**EXERCISE DESCRIPTION:**
Copy out all of the material. Every line must match the original.

══════════

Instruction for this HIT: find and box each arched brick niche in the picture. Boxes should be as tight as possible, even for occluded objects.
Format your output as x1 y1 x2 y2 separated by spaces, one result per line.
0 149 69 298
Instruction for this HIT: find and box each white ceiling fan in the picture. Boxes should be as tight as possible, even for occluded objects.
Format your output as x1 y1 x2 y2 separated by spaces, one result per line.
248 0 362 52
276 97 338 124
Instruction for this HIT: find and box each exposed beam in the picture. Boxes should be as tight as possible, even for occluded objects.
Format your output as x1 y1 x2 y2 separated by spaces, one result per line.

══════════

**EXERCISE RESPONSE:**
Instruction for this HIT: find and box each arched brick niche in the picture. Boxes should be as tight as possible, even for occluded objects.
Format your output as x1 y1 x2 y2 separated by spaces, one result per line.
0 149 69 298
Instruction for this HIT: find and box each white ceiling fan in the picture. Boxes should be as tight as possible, even for occluded objects.
Format your output as x1 y1 x2 y2 separated by spaces, one result per line.
248 0 362 52
276 97 338 124
Instruction for this HIT: find and box each exposed beam in the picture. Boxes should be as tight as possible, even for occluded objects.
Format your output as x1 y1 x2 y2 separated by spaces, one result per line.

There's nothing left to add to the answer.